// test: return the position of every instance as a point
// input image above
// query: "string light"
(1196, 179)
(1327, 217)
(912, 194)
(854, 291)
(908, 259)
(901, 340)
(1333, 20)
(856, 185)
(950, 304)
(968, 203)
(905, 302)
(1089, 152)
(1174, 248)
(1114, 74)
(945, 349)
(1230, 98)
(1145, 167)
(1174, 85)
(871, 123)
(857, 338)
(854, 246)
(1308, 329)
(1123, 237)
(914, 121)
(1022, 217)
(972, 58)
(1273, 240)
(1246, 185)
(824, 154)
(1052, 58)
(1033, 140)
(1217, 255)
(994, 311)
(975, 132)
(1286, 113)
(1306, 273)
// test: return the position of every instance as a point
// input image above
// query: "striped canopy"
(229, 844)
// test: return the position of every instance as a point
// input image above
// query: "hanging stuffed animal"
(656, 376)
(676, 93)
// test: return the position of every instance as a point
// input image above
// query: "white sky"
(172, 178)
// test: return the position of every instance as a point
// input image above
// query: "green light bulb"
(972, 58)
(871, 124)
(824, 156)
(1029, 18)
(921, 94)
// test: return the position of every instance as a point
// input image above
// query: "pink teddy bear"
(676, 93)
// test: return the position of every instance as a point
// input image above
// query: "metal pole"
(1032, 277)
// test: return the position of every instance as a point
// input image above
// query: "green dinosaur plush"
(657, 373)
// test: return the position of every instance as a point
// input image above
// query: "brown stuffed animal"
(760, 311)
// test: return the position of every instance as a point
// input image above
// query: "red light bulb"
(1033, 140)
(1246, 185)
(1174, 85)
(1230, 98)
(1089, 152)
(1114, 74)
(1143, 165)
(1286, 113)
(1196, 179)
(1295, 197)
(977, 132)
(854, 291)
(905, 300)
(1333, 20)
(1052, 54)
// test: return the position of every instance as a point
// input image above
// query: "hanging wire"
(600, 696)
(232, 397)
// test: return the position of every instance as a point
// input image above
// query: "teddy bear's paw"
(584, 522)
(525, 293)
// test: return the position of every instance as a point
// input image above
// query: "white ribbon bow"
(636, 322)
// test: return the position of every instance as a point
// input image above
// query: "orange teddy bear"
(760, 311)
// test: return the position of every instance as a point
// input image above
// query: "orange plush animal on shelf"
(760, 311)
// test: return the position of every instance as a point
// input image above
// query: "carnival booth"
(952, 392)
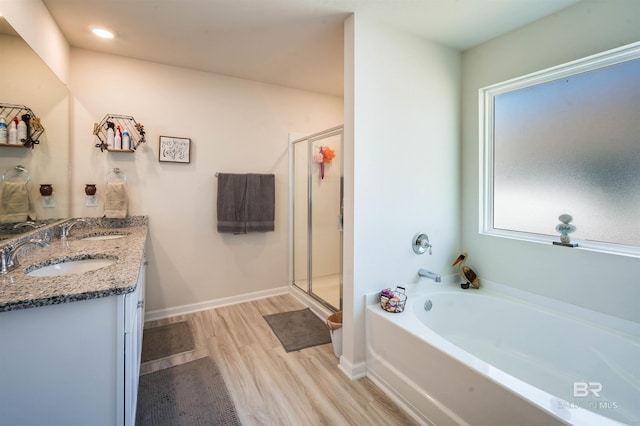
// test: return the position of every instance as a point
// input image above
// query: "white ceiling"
(294, 43)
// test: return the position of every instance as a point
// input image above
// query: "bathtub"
(498, 356)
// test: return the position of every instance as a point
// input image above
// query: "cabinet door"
(57, 364)
(134, 322)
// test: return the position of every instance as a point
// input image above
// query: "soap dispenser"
(126, 139)
(13, 132)
(3, 130)
(118, 139)
(22, 131)
(110, 135)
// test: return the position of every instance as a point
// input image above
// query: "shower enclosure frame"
(310, 140)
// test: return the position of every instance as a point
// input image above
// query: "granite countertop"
(19, 291)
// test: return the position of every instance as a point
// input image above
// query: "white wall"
(401, 165)
(31, 19)
(235, 126)
(605, 283)
(26, 80)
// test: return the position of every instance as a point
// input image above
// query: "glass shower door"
(317, 219)
(326, 242)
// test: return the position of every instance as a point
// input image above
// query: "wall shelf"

EXERCISE: Reproduce each entry verbatim, excluding any embedded images.

CORRECT RESULT:
// test: return the position of every instance as a point
// input image above
// query: "string light"
(1196, 179)
(1327, 217)
(912, 194)
(854, 291)
(908, 259)
(901, 340)
(1333, 20)
(856, 185)
(950, 304)
(968, 203)
(905, 302)
(1089, 152)
(1174, 248)
(1114, 74)
(945, 349)
(1230, 98)
(1145, 167)
(1174, 85)
(871, 123)
(857, 338)
(854, 246)
(1308, 329)
(1123, 237)
(914, 121)
(1022, 217)
(972, 58)
(1273, 240)
(1246, 185)
(824, 154)
(1052, 58)
(1033, 140)
(1217, 255)
(994, 311)
(975, 132)
(1286, 113)
(1306, 273)
// test: return the position of every instance as a point
// input image above
// query: "striped canopy"
(229, 844)
// test: return the position of every instance as a point
// input image above
// query: "hanging stuffed animal"
(656, 376)
(676, 93)
// test: return the position of every instance as a point
// input image above
// query: "white sky"
(172, 178)
// test: return the position of every instance as a point
// input image above
// query: "green light bulb"
(972, 58)
(871, 124)
(824, 156)
(1029, 18)
(921, 94)
// test: return the position of every instance as a point
// input image above
// query: "pink teddy bear"
(676, 93)
// test: return the position of every instance as a point
// input image above
// query: "metal pole"
(1032, 277)
// test: return the position of every instance as a point
// input image above
// query: "green dinosaur plush"
(657, 373)
// test: return the position of every instance as a point
// input image above
// query: "brown stuffed animal"
(760, 311)
// test: return the position of every instance as a point
// input image above
// query: "red light bulb"
(1033, 140)
(1246, 185)
(1174, 85)
(1230, 98)
(1089, 152)
(1114, 74)
(1143, 165)
(1286, 113)
(1196, 179)
(1295, 197)
(977, 132)
(854, 291)
(905, 300)
(1333, 20)
(1052, 54)
// test: return the position of every instance as a point
// input image above
// query: "hanging wire"
(600, 696)
(232, 397)
// test: return the position of every instance as a point
// input image above
// query: "teddy bear's paw"
(584, 522)
(525, 293)
// test: return the position of every instance as a point
// input image above
// query: "white ribbon bow"
(636, 322)
// test: return the position of every instance as a point
// input image above
// query: "orange teddy bear"
(760, 311)
// test: return the position of every instance as a point
// input image above
// query: "orange plush animal on shelf"
(760, 311)
// test: return the position of every instance as a point
// input image above
// query: "carnival booth"
(952, 392)
// test: return the position of every instance as a point
// input image above
// query: "white ceiling"
(294, 43)
// test: return the position of every instance as a point
// input image above
// query: "bathtub"
(498, 356)
// test: return the position of every instance as a point
// input image above
// query: "cabinet door"
(57, 364)
(134, 322)
// test: return the position of every instance as a point
// input image above
// query: "soap dispenser"
(126, 139)
(13, 132)
(3, 130)
(118, 139)
(22, 131)
(110, 135)
// test: return the position of every instance as a point
// input image above
// query: "shower enclosure frame"
(310, 140)
// test: return the position of every instance as a point
// input image above
// query: "granite countertop"
(19, 291)
// test: return the position of every instance as a point
// input image above
// query: "white wall"
(401, 165)
(31, 19)
(235, 126)
(605, 283)
(26, 80)
// test: return the position of every instance as a point
// input image above
// query: "glass shower door"
(317, 219)
(326, 242)
// test: return the position of every instance as a point
// input image above
// query: "wall shelf"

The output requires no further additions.